Given task: Give the following lines as a JSON list of strings, one string per line, leaving out any blank lines.

Records for the task:
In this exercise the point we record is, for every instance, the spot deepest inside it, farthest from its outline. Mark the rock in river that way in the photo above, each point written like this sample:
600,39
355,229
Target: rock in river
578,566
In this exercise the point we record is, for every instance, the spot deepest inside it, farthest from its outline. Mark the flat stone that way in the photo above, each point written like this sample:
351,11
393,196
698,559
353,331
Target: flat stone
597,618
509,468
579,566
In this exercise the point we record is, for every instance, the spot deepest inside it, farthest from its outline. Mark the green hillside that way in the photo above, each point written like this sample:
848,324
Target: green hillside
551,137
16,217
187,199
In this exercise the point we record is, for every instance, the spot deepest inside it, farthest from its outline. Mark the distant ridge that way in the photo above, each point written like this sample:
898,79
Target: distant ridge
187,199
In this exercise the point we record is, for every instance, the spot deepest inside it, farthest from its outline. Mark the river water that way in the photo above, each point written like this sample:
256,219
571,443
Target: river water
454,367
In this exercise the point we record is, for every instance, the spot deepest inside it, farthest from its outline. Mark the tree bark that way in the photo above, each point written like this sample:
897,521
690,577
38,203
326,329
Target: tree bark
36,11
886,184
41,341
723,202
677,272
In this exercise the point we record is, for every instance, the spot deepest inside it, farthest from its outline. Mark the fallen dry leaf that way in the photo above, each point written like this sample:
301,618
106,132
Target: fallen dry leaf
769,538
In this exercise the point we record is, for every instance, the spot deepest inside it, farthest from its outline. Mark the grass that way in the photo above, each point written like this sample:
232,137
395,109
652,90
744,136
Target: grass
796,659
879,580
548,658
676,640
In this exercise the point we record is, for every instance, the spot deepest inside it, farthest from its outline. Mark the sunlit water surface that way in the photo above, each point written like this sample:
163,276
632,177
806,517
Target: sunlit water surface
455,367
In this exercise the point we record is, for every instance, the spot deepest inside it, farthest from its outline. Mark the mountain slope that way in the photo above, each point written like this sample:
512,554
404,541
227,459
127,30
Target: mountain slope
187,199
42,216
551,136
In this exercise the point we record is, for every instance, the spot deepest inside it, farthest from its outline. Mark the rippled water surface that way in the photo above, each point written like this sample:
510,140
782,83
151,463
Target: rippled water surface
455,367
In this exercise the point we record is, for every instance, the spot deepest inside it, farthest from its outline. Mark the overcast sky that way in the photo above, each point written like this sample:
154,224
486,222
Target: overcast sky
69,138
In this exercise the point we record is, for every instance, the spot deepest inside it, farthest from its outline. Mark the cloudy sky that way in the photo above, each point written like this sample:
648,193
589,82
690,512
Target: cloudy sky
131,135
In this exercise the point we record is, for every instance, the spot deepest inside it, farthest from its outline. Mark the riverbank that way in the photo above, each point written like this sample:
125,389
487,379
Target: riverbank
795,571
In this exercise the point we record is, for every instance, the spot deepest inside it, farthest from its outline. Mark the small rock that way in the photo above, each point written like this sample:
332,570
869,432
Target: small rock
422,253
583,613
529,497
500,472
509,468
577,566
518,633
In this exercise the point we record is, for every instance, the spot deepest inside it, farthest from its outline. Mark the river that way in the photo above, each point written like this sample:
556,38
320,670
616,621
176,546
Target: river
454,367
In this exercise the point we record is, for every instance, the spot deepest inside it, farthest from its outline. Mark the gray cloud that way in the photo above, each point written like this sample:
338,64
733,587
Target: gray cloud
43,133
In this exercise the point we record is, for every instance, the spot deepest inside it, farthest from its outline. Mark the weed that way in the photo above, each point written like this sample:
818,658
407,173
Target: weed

Task result:
[
  "In this exercise the point we record is, for every instance, the spot deepest inside it, farthest from its outline. Mark the rock in river that way in the photo above, each point written like this sample:",
  "600,39",
  "355,229",
  "Target: rock in river",
  "578,566",
  "In this exercise the point we record is, for every instance, the spot deepest inside it, farthest from its outline. Mark the flat stone that way in the photo above, each point written like this sample:",
  "351,11",
  "393,196",
  "698,559",
  "353,331",
  "Target: flat stone",
  "597,618",
  "509,468",
  "579,566",
  "In this exercise the point we record is, for every instance, the spot deepest inside it, farthest from its outline. Mark the green hillside that way in the photo above, each point written like this sample:",
  "848,324",
  "Target: green hillside",
  "551,137",
  "16,217",
  "187,199",
  "In this exercise the point we record is, for every instance, the spot deepest inside it, farthest from its outline. Mark the distant ridge that way in the photo above, each point written like this sample:",
  "898,79",
  "Target: distant ridge",
  "187,199",
  "In this exercise the point we record is, for every instance, the spot deepest inside it, farthest from its outline. Mark the river water that way in the photo above, each point written like this sample:",
  "256,219",
  "571,443",
  "Target: river water",
  "454,367",
  "In this exercise the point we record is, for every instance, the spot deepest inside it, farthest from its outline. Mark the tree bark that way in the photo above, each point written like this sample:",
  "897,521",
  "690,577",
  "38,203",
  "326,329",
  "Target: tree bark",
  "36,11",
  "886,184",
  "41,341",
  "723,202",
  "677,272",
  "In this exercise the point we record is, for every instance, the spot deepest inside it, farthest from its outline. Mark the fallen dry leaf that way in the photo above, each point written like this sample:",
  "301,618",
  "106,132",
  "Target: fallen dry leaf",
  "769,538",
  "In this exercise the point we record is, for every instance, the spot deepest inside it, farthest from its outline. Mark the grass that way in the photo above, each point written like this sample:",
  "232,137",
  "395,109",
  "652,90",
  "744,136",
  "Target: grass",
  "796,659",
  "879,580",
  "548,658",
  "676,640",
  "In this exercise the point we record is, for every instance, the spot deepest inside it, farthest from its outline. Mark the sunlit water surface that way in the photo above, each point written like this sample:",
  "163,276",
  "632,177",
  "806,517",
  "Target: sunlit water surface",
  "455,367",
  "In this exercise the point we record is, for every instance, the spot deepest inside it, farthest from its outline. Mark the mountain slope that way in the photo above, each point written like this sample:",
  "512,554",
  "404,541",
  "227,459",
  "127,30",
  "Target: mountain slope",
  "187,199",
  "42,216",
  "551,136",
  "In this exercise the point we record is, for every instance, the spot deepest inside it, farthest from its outline. Mark the rippled water surface that way in the photo above, each point written like this sample:",
  "510,140",
  "782,83",
  "151,463",
  "Target: rippled water surface",
  "455,367",
  "In this exercise the point we record is, for every instance, the spot deepest inside it, farthest from its outline. Mark the overcast sky that way in the photo above, each point written like this sample:",
  "154,224",
  "486,222",
  "Target: overcast sky",
  "69,138",
  "In this exercise the point we record is, for every instance, the spot deepest inside it, farthest from its outline. Mark the cloudy sky that way in the photo above, each point written like this sample:",
  "648,193",
  "589,82",
  "690,512",
  "Target: cloudy sky",
  "131,135",
  "In this exercise the point we record is, for every instance, the spot deepest inside it, farthest from its outline. Mark the riverbank that way in the photo above, each point written like this sample:",
  "125,389",
  "487,379",
  "Target: riverbank",
  "795,571",
  "In this exercise the point we record is, for every instance, the spot deepest inside it, farthest from its outline. Mark the small rock that way in the photo above, each point written like this sample:",
  "332,570",
  "869,432",
  "Target: small rock",
  "422,253",
  "583,613",
  "529,497",
  "500,472",
  "509,468",
  "577,566",
  "518,633",
  "In this exercise the point we record is, for every instance, the spot deepest inside it, farthest from its outline. Mark the river that way in the photo above, each point written like this sample:",
  "556,38",
  "320,670",
  "616,621",
  "176,546",
  "Target: river",
  "454,367",
  "In this exercise the point we record is, for every instance, the spot deepest inside it, farthest from its outline. Mark the gray cloud that way in the photo above, each point written like this sample:",
  "338,64",
  "733,587",
  "Target: gray cloud",
  "43,133",
  "In this exercise the point we record is, for every instance, the spot deepest inside it, farthest from its outline. Mark the weed that way in the photo above, each point written like this sample:",
  "818,658",
  "407,173",
  "Target: weed"
]